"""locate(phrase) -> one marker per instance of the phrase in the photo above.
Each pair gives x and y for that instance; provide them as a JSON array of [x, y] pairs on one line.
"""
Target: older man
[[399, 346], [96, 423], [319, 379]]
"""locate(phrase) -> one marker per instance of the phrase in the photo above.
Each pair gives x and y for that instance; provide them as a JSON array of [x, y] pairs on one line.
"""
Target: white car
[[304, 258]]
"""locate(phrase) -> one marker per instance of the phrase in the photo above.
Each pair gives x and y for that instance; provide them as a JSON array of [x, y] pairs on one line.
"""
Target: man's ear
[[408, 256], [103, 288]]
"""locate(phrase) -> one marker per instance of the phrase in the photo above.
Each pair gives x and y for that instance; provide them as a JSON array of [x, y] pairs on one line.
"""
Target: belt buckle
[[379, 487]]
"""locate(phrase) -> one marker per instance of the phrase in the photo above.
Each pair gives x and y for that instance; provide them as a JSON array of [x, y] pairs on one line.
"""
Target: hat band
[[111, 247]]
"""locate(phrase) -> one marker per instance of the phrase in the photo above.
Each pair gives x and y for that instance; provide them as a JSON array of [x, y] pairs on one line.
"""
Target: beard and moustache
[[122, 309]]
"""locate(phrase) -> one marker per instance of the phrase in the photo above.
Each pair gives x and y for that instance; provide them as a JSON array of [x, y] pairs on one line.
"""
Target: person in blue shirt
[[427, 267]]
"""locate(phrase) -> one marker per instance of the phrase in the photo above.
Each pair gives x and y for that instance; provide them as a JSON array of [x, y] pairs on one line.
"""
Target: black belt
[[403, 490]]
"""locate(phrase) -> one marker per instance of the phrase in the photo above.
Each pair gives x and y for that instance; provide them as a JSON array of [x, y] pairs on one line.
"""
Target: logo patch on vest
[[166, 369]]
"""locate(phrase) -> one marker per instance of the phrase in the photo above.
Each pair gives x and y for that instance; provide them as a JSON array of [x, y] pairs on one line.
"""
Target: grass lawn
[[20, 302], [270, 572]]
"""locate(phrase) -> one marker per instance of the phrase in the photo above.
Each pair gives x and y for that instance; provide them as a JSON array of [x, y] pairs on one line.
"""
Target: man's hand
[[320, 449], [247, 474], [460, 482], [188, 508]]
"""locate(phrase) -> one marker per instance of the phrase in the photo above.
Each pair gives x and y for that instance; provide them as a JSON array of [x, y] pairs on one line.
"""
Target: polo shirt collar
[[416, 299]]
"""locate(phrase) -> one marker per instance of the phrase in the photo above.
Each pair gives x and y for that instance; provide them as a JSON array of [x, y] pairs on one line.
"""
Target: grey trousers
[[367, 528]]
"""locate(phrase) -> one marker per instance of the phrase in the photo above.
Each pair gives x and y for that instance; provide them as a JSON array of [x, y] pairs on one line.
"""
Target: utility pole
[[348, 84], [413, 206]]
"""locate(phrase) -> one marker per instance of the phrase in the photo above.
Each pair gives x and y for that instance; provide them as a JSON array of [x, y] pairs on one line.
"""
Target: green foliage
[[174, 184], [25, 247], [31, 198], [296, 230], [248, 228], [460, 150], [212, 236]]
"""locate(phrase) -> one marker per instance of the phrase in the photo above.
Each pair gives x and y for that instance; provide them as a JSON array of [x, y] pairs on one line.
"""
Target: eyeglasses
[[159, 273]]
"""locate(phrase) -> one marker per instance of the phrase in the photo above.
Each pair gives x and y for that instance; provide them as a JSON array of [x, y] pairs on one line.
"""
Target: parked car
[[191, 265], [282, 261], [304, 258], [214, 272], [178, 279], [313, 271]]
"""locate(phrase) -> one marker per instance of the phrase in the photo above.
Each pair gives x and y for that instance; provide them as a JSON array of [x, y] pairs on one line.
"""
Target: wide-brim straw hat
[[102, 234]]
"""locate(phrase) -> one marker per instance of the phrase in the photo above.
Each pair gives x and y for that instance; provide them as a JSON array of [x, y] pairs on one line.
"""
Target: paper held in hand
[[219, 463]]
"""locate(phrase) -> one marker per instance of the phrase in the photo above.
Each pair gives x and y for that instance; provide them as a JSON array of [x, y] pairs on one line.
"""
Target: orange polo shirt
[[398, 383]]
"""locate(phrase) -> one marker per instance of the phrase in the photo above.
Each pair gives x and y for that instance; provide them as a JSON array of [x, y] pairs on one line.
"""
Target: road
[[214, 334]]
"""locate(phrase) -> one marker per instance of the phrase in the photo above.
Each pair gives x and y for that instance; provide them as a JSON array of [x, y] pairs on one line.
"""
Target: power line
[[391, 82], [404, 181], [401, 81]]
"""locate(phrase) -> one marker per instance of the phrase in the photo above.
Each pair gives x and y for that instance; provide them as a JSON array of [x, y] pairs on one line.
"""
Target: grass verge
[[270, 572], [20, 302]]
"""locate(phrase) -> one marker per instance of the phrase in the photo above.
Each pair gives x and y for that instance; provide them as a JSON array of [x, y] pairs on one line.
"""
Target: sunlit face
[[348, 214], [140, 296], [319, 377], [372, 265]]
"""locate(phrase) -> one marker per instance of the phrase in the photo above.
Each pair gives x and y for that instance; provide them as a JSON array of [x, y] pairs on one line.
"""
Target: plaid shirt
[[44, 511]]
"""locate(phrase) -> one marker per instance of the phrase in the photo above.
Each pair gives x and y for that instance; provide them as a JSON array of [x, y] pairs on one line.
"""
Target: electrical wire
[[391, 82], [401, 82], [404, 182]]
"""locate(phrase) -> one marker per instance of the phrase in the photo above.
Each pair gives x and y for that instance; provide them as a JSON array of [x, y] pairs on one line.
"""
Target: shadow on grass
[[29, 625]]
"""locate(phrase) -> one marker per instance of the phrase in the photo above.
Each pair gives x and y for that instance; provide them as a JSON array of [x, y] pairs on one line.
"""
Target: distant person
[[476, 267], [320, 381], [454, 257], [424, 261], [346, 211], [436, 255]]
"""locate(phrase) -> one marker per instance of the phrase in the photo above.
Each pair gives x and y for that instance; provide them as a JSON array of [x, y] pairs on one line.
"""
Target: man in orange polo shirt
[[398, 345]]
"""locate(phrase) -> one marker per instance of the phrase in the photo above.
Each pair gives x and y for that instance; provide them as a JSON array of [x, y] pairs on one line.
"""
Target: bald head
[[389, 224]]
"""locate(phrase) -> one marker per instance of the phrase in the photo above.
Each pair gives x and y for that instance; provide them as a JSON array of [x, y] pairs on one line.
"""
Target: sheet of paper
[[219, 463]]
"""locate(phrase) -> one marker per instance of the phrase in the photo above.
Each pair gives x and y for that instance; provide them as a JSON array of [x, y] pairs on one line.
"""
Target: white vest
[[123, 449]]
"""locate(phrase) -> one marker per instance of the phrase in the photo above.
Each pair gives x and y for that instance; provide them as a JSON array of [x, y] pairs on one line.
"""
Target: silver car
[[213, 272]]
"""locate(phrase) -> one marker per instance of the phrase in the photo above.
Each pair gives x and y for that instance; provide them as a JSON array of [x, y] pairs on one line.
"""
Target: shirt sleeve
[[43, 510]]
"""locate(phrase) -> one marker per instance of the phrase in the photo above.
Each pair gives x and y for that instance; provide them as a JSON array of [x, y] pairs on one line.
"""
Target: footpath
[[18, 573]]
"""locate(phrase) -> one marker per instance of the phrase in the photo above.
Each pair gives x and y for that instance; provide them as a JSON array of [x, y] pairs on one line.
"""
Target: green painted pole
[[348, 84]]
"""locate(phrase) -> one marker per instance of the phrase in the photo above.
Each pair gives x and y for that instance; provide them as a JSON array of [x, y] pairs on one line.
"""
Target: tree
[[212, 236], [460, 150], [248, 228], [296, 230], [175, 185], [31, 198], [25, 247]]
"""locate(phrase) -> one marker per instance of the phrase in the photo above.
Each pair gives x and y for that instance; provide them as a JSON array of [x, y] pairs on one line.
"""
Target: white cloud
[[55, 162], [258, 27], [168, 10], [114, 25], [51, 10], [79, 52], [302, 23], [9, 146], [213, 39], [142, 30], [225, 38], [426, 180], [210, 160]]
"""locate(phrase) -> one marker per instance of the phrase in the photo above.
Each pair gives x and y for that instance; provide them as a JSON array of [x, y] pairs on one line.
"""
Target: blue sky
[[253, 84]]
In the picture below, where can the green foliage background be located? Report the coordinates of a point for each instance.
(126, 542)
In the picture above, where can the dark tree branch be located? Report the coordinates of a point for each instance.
____________
- WHAT YOU NEED TO DO
Copy the rows above from the first one through the line that contains "[[20, 302], [270, 572]]", changing every "Target" to "Query" and leaving the rest as it is.

- TASK RESPONSE
"""locate(phrase) -> one marker per instance of the phrase in the photo above.
Each pair gives x and y for that instance; provide them as a JSON array of [x, y] pairs on one line.
"""
Query: older man
[[399, 346], [96, 423], [319, 379]]
"""locate(phrase) -> one marker per instance of the phrase in the photo above.
Each pair gives x and y for that instance; provide them as a JSON array of [x, y] pairs on one line.
"""
Query: white car
[[304, 258]]
"""locate(phrase) -> one marker per instance of the phrase in the photo above.
Each pair gives x and y for that instance; provide them as a JSON array of [x, y] pairs on one line.
"""
Query: man's ear
[[408, 256], [103, 288]]
"""locate(phrase) -> one marker per instance of the phrase in the photo above.
Each pair gives x and y for that instance; provide them as a JSON array of [x, y] pairs on one line.
"""
Query: belt buckle
[[379, 487]]
"""locate(phrase) -> one marker per instance of the phrase in the photo above.
Each pair gives x and y for that instance; provide them as a JSON array of [x, y] pairs on one line.
"""
Query: hat band
[[111, 247]]
"""locate(phrase) -> one marker per instance of the phrase in the photo above.
Each pair gives x and y for that instance; provide them as a JSON array of [x, y] pairs on one line.
"""
Query: beard and moustache
[[122, 309]]
"""locate(phrase) -> one marker per instance of the phrase in the photo above.
Each pair gives x and y for that instance; provide them as a JSON array of [x, y] pairs on one line.
"""
Query: person in blue shirt
[[427, 267]]
"""locate(phrase) -> one marker per instance of the phrase in the photo above.
Each pair gives x and y for that instance; provide them as a JSON array of [x, y] pairs on one line.
"""
Query: black belt
[[403, 490]]
"""locate(phrase) -> one marker per instance of the phrase in the photo above.
Each pair gives x and y for that instance; provide them as a JSON array of [x, y] pairs on one line.
"""
Query: logo patch on vest
[[166, 369]]
"""locate(phrase) -> one marker per instance of the phrase in the photo above.
Each pair gives x and y for that instance; provide them as a JSON array of [x, y] pairs on one line.
"""
Query: grass lawn
[[20, 302], [270, 572]]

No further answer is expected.